- INSTRUKSI 1
Dalam tulisan opini tentang Hari Buruh, siapa yang justru diliburkan pada 1 Mei?

- TEKS SUMBER
Opini  

Hari Buruh untuk Siapa?

Oleh: Riyanto Basahona 

___________________________

HARI Buruh diperingati setiap 1 Mei sebagai simbol perjuangan kelas pekerja. Namun ironisnya, pada hari yang seharusnya menjadi momentum penghormatan tertinggi kepada buruh, justru mereka yang diliburkan bukan para buruh itu sendiri, melainkan para Pegawai Negeri Sipil dan pekerja kantoran. Sementara buruh pabrik, buruh harian, ojek daring, pedagang pasar, dan pekerja informal lainnya tetap bekerja seperti hari biasa. Pertanyaannya: untuk siapa sebenarnya Hari Buruh ini?

Inilah potret ketimpangan yang membentang lebar di sistem negara kita. Hari Buruh yang mestinya menjadi ruang refleksi dan penghargaan terhadap kerja keras jutaan buruh, justru menjadi hari libur nyaman bagi mereka yang tak berada dalam posisi paling tertekan dalam struktur ekonomi. Negara tampak gagap membedakan antara makna simbolik dan substansi keadilan.

- INSTRUKSI 2
Di bagian data, tulis ulang baris dari yang berisi "Task: in the photo above, where can the hand" sampai dan termasuk yang berisi "x=279, y=438". Ganti "the lips" dengan "the mouth" dan biarkan sisanya tetap sama.

- DAFTAR DATA
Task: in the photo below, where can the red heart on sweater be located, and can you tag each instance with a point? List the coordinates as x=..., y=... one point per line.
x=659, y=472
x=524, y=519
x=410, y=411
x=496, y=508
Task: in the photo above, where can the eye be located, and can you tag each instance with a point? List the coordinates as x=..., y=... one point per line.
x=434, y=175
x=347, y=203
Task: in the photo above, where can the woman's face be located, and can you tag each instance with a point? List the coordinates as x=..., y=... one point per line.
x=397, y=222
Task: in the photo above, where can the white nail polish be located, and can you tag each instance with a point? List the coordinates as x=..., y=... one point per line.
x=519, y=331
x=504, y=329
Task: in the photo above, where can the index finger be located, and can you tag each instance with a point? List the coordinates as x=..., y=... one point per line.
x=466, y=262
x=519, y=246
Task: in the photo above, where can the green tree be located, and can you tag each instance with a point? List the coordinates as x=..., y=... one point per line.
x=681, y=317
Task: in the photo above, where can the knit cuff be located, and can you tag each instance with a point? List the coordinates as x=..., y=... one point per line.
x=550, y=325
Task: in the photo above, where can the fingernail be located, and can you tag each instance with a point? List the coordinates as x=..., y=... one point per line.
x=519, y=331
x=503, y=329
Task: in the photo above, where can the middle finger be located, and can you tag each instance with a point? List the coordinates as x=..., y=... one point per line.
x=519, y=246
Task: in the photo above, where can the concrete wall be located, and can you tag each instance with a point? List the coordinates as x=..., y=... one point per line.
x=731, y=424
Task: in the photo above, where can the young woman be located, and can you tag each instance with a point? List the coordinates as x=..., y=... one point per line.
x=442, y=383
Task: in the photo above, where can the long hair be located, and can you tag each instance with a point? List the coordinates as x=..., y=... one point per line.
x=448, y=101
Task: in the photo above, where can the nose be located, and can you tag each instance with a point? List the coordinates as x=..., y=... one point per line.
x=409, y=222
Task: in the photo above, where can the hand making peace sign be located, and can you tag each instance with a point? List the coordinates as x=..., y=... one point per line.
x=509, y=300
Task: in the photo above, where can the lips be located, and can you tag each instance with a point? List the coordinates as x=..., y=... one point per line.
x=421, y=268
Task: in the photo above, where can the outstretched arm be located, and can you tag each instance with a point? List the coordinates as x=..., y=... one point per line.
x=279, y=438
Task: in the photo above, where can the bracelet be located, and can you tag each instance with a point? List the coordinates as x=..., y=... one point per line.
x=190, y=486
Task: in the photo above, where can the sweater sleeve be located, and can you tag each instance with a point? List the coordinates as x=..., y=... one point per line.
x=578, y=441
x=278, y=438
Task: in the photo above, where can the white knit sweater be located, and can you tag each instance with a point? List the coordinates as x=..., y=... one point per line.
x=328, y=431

- HASIL 1
Para Pegawai Negeri Sipil dan pekerja kantoran.

- HASIL 2
Task: in the photo above, where can the hand making peace sign be located, and can you tag each instance with a point? List the coordinates as x=..., y=... one point per line.
x=509, y=300
Task: in the photo above, where can the mouth be located, and can you tag each instance with a point? List the coordinates as x=..., y=... one point per line.
x=421, y=268
Task: in the photo above, where can the outstretched arm be located, and can you tag each instance with a point? List the coordinates as x=..., y=... one point per line.
x=279, y=438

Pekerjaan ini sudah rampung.